>> begin ENTRIES

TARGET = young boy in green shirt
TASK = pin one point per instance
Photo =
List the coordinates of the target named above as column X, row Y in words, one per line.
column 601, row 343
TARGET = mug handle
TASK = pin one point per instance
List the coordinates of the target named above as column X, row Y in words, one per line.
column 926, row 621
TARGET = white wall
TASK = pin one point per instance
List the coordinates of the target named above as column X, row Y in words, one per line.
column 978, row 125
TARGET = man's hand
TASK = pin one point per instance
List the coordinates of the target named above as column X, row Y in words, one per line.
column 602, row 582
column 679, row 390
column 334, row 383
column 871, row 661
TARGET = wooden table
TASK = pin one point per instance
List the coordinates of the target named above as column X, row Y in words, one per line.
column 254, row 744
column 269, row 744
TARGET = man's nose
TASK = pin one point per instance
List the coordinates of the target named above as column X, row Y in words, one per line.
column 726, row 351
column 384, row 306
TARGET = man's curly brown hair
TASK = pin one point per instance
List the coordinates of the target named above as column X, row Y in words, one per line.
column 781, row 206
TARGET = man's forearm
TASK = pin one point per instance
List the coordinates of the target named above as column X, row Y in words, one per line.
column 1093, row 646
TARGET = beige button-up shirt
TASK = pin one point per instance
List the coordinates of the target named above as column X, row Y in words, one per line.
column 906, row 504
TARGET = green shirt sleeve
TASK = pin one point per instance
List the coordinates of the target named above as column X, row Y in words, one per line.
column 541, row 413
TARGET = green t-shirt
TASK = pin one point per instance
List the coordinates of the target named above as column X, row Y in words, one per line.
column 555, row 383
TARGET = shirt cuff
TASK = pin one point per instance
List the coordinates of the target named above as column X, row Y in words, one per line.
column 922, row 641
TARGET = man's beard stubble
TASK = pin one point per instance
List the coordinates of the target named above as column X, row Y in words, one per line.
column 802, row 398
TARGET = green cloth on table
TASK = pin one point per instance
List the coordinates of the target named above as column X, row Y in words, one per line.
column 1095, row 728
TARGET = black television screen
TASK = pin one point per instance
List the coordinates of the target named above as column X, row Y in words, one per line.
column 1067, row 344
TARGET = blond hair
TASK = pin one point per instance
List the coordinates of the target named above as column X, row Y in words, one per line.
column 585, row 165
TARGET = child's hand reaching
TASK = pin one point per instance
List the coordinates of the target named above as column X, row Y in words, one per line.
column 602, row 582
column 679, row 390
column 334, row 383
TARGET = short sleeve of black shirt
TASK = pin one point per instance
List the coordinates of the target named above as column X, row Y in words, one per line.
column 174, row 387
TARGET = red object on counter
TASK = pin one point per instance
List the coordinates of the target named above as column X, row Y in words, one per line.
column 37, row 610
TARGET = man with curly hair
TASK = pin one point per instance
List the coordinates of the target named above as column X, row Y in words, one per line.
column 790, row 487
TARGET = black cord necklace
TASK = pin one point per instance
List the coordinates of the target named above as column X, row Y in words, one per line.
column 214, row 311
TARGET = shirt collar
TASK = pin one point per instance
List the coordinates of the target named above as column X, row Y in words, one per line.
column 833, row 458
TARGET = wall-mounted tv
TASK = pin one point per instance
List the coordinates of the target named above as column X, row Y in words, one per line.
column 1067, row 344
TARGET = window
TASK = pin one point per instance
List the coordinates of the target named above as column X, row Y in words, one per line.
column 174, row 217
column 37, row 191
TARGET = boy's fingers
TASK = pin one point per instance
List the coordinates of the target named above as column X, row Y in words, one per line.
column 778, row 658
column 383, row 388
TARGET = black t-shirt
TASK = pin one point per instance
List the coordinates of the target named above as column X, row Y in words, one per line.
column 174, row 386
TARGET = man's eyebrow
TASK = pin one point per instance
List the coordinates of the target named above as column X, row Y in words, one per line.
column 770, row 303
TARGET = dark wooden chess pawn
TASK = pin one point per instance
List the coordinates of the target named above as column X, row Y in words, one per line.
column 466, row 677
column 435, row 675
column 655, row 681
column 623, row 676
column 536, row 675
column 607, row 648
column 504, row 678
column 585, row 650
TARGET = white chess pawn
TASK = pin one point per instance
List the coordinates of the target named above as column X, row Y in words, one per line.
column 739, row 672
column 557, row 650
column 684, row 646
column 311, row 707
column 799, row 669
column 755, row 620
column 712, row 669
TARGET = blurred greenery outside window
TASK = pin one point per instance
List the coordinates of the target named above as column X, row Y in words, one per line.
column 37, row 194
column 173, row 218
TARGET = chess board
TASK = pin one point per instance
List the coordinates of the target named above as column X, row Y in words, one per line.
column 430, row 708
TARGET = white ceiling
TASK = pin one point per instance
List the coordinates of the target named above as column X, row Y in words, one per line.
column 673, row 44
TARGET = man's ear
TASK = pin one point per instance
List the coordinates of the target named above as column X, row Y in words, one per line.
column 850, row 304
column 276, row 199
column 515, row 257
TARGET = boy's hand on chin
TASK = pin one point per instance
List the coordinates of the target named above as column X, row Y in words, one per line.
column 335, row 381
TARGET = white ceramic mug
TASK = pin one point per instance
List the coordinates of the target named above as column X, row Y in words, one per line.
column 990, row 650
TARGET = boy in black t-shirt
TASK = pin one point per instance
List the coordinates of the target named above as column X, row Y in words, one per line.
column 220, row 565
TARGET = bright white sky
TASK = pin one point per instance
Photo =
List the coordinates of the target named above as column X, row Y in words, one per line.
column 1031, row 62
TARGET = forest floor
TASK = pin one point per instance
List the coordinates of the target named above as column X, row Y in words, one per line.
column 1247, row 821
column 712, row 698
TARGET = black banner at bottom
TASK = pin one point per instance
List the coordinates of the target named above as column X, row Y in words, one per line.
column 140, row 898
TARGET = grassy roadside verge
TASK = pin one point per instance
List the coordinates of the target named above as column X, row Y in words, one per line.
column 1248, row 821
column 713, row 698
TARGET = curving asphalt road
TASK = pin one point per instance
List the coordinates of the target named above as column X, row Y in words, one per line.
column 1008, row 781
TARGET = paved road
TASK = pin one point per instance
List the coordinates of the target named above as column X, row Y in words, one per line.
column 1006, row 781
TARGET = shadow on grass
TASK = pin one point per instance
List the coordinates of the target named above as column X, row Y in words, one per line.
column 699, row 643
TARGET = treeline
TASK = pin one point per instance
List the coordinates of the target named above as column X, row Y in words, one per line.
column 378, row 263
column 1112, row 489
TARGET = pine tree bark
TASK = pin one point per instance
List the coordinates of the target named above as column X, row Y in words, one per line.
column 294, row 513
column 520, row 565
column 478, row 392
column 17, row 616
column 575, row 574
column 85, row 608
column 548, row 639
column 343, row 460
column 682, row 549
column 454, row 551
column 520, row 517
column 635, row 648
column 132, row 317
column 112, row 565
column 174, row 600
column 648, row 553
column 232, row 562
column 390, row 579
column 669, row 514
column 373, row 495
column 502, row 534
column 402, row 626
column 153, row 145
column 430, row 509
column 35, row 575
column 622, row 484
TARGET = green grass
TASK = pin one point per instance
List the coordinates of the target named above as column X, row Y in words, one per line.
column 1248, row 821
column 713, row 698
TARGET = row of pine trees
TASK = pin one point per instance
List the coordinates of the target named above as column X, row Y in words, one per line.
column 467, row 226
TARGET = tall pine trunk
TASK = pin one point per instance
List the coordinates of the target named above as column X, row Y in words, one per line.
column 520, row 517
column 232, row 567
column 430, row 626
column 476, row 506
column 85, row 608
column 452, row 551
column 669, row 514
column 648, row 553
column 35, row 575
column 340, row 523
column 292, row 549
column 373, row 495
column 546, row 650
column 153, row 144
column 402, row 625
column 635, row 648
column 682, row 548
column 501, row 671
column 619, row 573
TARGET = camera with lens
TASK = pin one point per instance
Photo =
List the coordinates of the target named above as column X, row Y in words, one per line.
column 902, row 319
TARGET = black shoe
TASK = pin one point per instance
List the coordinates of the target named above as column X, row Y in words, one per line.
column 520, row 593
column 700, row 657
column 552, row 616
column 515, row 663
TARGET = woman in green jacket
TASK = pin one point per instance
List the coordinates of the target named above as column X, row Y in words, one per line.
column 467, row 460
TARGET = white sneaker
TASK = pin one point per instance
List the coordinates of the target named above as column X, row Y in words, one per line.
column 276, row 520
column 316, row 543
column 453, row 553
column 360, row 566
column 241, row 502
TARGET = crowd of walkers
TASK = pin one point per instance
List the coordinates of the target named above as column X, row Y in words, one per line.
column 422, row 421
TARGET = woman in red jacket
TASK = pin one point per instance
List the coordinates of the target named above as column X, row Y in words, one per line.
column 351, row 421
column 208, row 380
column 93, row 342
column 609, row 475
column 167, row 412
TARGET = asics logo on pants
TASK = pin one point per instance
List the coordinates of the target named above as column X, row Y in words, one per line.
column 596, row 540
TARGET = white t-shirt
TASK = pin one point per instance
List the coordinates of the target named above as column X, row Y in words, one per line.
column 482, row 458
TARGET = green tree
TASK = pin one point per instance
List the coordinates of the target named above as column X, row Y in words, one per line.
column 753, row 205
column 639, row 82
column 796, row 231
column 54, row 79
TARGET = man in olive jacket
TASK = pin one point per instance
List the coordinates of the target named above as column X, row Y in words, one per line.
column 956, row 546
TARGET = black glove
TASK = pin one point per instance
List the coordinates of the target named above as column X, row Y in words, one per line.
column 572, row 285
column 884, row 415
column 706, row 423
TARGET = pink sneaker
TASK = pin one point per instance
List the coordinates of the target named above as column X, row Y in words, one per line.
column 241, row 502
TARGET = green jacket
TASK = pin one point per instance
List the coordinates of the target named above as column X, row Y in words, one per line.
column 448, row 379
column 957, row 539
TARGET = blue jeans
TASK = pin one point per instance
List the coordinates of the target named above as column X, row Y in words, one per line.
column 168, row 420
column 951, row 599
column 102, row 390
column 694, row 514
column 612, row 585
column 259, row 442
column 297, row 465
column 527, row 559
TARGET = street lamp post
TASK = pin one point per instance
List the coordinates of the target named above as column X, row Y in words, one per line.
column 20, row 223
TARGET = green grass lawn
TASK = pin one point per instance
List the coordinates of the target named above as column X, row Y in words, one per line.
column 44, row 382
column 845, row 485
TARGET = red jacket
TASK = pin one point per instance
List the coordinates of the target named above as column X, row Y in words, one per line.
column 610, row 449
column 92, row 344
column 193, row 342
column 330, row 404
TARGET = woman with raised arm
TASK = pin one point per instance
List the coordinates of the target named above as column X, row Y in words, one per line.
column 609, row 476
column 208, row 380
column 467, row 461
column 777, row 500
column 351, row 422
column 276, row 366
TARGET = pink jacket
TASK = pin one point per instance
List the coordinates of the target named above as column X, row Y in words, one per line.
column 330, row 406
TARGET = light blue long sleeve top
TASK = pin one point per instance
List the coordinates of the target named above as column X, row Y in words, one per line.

>> end ENTRIES

Reproduce only the lines starting at the one containing "TARGET = boy's fingers" and ending at the one containing "column 383, row 388", with "pin" changed to "place" and nothing else altered.

TARGET = boy's fingers
TASK = place one point per instance
List the coordinates of the target named above as column X, row Y in words, one per line.
column 778, row 658
column 383, row 388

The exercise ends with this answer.